## begin Entries provided

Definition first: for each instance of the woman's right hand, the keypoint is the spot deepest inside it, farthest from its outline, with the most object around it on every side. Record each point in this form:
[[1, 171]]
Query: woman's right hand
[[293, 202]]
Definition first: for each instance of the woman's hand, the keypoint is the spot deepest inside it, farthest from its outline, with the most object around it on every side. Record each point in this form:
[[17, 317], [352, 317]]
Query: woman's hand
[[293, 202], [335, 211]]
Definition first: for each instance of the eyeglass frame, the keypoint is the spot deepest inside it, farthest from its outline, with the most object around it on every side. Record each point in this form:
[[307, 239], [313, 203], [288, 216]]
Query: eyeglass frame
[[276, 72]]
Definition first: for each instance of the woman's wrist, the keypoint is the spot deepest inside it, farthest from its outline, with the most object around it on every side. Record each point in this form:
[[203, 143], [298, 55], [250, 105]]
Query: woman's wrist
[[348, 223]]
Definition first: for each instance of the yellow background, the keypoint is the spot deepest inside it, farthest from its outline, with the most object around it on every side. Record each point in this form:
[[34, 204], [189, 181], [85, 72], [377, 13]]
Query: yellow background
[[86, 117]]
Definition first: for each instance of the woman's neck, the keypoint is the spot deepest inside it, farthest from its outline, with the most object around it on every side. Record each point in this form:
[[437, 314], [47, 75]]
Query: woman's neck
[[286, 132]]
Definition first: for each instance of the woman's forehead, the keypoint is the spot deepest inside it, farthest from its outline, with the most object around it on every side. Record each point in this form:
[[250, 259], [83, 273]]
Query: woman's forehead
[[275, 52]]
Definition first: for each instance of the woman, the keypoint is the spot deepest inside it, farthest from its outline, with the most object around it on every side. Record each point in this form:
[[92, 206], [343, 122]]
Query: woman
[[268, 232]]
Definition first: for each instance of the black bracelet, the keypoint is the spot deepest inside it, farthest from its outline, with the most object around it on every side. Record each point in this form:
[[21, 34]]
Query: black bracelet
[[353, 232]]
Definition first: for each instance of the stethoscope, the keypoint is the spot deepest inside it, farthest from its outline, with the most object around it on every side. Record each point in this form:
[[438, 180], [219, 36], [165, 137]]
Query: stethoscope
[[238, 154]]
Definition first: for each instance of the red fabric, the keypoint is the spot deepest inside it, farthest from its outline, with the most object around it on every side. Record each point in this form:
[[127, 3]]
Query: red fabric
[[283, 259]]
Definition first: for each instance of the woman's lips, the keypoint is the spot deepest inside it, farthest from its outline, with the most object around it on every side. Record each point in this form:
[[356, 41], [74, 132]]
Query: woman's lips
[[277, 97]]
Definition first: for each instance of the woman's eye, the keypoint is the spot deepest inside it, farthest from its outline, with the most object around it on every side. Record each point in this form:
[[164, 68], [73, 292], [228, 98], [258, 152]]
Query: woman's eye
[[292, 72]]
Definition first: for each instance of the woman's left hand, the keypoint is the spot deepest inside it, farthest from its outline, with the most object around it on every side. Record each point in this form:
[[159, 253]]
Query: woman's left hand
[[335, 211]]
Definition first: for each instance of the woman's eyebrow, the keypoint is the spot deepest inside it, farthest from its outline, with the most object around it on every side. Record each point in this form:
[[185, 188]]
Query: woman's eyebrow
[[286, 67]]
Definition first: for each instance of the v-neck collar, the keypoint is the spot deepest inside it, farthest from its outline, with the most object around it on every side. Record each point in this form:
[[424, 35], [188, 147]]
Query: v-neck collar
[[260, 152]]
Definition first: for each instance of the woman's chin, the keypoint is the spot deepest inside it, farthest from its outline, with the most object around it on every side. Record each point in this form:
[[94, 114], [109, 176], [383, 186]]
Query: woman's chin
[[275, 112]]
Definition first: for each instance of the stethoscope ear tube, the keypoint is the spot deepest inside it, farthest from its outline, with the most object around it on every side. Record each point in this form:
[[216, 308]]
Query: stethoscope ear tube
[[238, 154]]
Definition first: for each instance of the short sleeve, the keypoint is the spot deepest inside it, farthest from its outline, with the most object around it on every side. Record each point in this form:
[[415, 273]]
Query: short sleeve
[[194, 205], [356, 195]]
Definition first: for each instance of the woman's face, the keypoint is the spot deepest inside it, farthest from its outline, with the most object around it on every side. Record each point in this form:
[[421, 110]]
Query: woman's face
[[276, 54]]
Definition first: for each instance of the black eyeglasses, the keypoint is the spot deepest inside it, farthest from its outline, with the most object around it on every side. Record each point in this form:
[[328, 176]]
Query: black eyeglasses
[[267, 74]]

## end Entries provided

What the task requires ->
Edit the listing above by changing every occurrence of "outline" to "boundary", and leave everything else unchanged.

The solution ->
Definition first: for each instance of the woman's right hand, the keypoint is the spot deepest inside it, farthest from its boundary, with the most object around it on every side. Record each point in this form:
[[1, 171]]
Query: woman's right hand
[[293, 202]]
Definition first: for each instance of the woman's hand, the keypoint is the spot deepest inside it, farthest from its boundary, with the most object around it on every side. Record each point in this form:
[[17, 317], [352, 317]]
Query: woman's hand
[[293, 202], [335, 211]]
Definition first: for each instance of the eyeglass frame, the keypoint is the spot deepest inside it, farthest from its boundary, with the most object around it on every side. Record each point in this form:
[[307, 239], [313, 203], [288, 216]]
Query: eyeglass frame
[[276, 72]]
Definition first: for each instance of the woman's wrist, the keypoint is the spot deepest inside it, farthest from its boundary, with the most object around it on every side. Record each point in this form:
[[203, 143], [298, 55], [250, 105]]
Query: woman's wrist
[[348, 223]]
Definition first: for each instance of the yellow background, the keypoint is the spot deepest inside it, farthest from its boundary, with the most object around it on every side. Record each point in this form:
[[34, 204], [189, 181], [85, 72], [377, 13]]
Query: yellow background
[[86, 117]]
Definition first: for each instance of the woman's neck, the keypoint is the spot deepest inside it, farthest from its boundary, with the most object around it on every side. Record each point in this form:
[[437, 314], [47, 75]]
Query: woman's neck
[[286, 132]]
Definition first: for each instance of the woman's forehead, the keypoint is the spot deepest inside it, farthest from its boundary, with the most object around it on every side. Record each point in this form:
[[250, 259], [83, 273]]
Query: woman's forehead
[[275, 52]]
Definition first: for each instance of the woman, the keypoint is the spot deepest inside it, farthest from its boundary, with the most object around it on every side. Record each point in this form:
[[92, 206], [343, 122]]
Query: woman
[[268, 232]]
Definition first: for each instance of the black bracelet, the keypoint is the spot deepest inside it, farthest from its boundary, with the most object around it on every side. Record each point in this form:
[[21, 34]]
Query: black bracelet
[[353, 232]]
Definition first: for each instance of the stethoscope, the keypoint is the spot deepest inside it, farthest from its boundary, with the most object around it on every side. Record each point in this form:
[[438, 180], [219, 36], [165, 137]]
Query: stethoscope
[[238, 154]]
Definition first: for each instance of the red fabric, the keypoint is the spot deepest inside it, farthest from its boundary, with the most object around it on every side. Record each point in this form:
[[127, 3]]
Query: red fabric
[[283, 259]]
Definition first: for each instance of the woman's lips, the keypoint is the spot deepest inside it, farthest from its boundary, with the most object around it on every side. Record each point in this form:
[[356, 41], [74, 132]]
Query: woman's lips
[[277, 97]]
Definition first: for each instance of the woman's eye, the keypoint is the spot deepest inside it, farthest from its boundary, with the most object around it on every side. Record each point in this form:
[[164, 68], [73, 292], [228, 98], [258, 152]]
Query: woman's eye
[[292, 72]]
Definition first: for each instance of the woman's left hand, the keypoint is the spot deepest inside it, farthest from its boundary, with the most object around it on every side. Record each point in this form:
[[159, 253]]
Query: woman's left hand
[[335, 211]]
Definition first: for each instance of the woman's eyebrow, the keypoint is the spot deepest inside it, farthest from its boundary, with the most object around it on every side. Record each point in this form:
[[185, 188]]
Query: woman's eyebrow
[[286, 67]]
Definition first: for each instance of the v-neck collar, the keypoint is the spot deepest inside it, farthest from its boundary, with the most object around it on every side. Record each point in this form:
[[424, 35], [188, 147]]
Query: v-neck collar
[[260, 152]]
Definition first: for each instance of the woman's chin, the keypoint is the spot deepest inside it, farthest from its boundary, with the most object around it on every side. Record each point in this form:
[[94, 114], [109, 176], [383, 186]]
Query: woman's chin
[[275, 112]]
Definition first: for each instance of the stethoscope ear tube, the keypoint is the spot deepest inside it, farthest from its boundary, with the most object around it on every side. Record each point in this form:
[[216, 308]]
Query: stethoscope ear tube
[[238, 154]]
Definition first: for each instance of the short sleeve, the keypoint is the spot deepest inside it, farthest from its boundary, with the most object around it on every side. Record each point in this form:
[[415, 273]]
Query: short sleeve
[[194, 205], [356, 195]]
Definition first: for each instance of the woman's face, the keypoint is the spot deepest inside it, farthest from its boundary, with the most object around it on every side. Record each point in this form:
[[421, 110]]
Query: woman's face
[[276, 54]]
Definition first: for each instance of the black eyeglasses, the keypoint is the spot deepest inside it, farthest from its boundary, with the most object around it on every side. Record each point in this form:
[[328, 176]]
Query: black eyeglasses
[[267, 74]]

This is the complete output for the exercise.